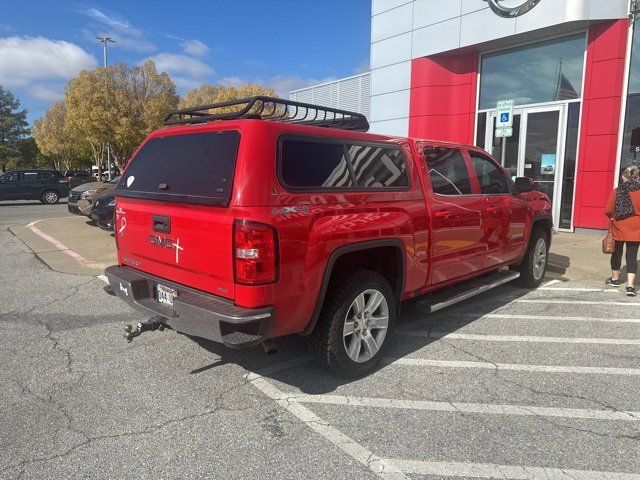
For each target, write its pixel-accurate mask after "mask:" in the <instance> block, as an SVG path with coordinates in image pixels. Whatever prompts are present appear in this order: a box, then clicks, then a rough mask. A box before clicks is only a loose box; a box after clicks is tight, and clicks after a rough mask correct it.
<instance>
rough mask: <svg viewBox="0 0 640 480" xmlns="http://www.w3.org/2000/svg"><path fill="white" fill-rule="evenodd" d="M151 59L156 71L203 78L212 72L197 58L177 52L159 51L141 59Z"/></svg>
mask: <svg viewBox="0 0 640 480" xmlns="http://www.w3.org/2000/svg"><path fill="white" fill-rule="evenodd" d="M146 60H153V61H154V62H155V64H156V67H157V69H158V71H161V72H167V73H169V74H172V73H173V74H176V75H178V76H185V77H194V78H204V77H207V76H209V75H212V74H213V73H214V70H213V68H211V67H210V66H209V65H207V64H206V63H204V62H203V61H202V60H198V59H197V58H193V57H189V56H187V55H180V54H177V53H159V54H157V55H154V56H153V57H149V58H148V59H145V60H143V61H142V62H140V63H144V62H145V61H146Z"/></svg>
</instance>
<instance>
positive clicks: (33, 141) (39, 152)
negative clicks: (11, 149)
mask: <svg viewBox="0 0 640 480" xmlns="http://www.w3.org/2000/svg"><path fill="white" fill-rule="evenodd" d="M39 153H40V152H39V150H38V146H37V145H36V141H35V140H34V139H33V137H25V138H21V139H19V140H18V142H17V144H16V150H15V153H14V154H12V155H10V156H9V157H8V158H7V161H6V164H5V166H6V168H9V169H11V168H35V167H37V166H38V154H39Z"/></svg>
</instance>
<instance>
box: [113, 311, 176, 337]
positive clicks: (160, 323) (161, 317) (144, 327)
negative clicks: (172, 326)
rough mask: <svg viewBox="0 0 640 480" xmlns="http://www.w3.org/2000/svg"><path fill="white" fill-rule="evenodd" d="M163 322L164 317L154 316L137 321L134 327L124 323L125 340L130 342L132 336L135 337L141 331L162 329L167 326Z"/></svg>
mask: <svg viewBox="0 0 640 480" xmlns="http://www.w3.org/2000/svg"><path fill="white" fill-rule="evenodd" d="M165 322H166V319H165V318H164V317H160V316H156V317H153V318H151V319H149V320H148V321H146V322H138V323H137V324H136V326H135V329H134V327H133V325H125V326H124V334H123V336H124V338H126V339H127V342H131V341H133V339H134V337H137V336H138V335H140V334H142V333H143V332H149V331H151V332H153V331H155V330H159V331H163V330H164V329H165V328H169V326H168V325H167V324H166V323H165Z"/></svg>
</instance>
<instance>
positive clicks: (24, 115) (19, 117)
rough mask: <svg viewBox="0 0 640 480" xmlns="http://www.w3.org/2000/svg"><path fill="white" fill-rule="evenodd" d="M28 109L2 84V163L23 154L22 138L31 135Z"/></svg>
mask: <svg viewBox="0 0 640 480" xmlns="http://www.w3.org/2000/svg"><path fill="white" fill-rule="evenodd" d="M27 127H28V124H27V111H26V110H25V109H23V110H20V101H19V100H18V99H17V98H15V97H14V96H13V94H12V93H11V92H10V91H9V90H5V89H4V88H3V87H2V85H0V164H2V165H5V164H7V163H8V161H9V159H10V158H16V157H19V156H21V155H22V150H21V147H22V144H21V142H22V140H23V139H24V138H25V137H26V136H27V135H29V129H28V128H27Z"/></svg>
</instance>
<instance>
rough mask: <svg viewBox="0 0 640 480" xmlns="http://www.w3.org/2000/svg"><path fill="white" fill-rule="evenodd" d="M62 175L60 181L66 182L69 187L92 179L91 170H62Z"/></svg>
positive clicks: (91, 180)
mask: <svg viewBox="0 0 640 480" xmlns="http://www.w3.org/2000/svg"><path fill="white" fill-rule="evenodd" d="M62 176H63V179H62V182H63V183H66V184H67V186H68V187H69V189H72V188H75V187H77V186H78V185H82V184H83V183H88V182H93V181H94V178H93V177H92V176H91V172H90V171H88V170H65V171H63V172H62Z"/></svg>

* _TASK DETAILS_: How many lines in the data above contain the string "positive"? Reply with the number alone.

* _OUTPUT OF THE TASK_: 4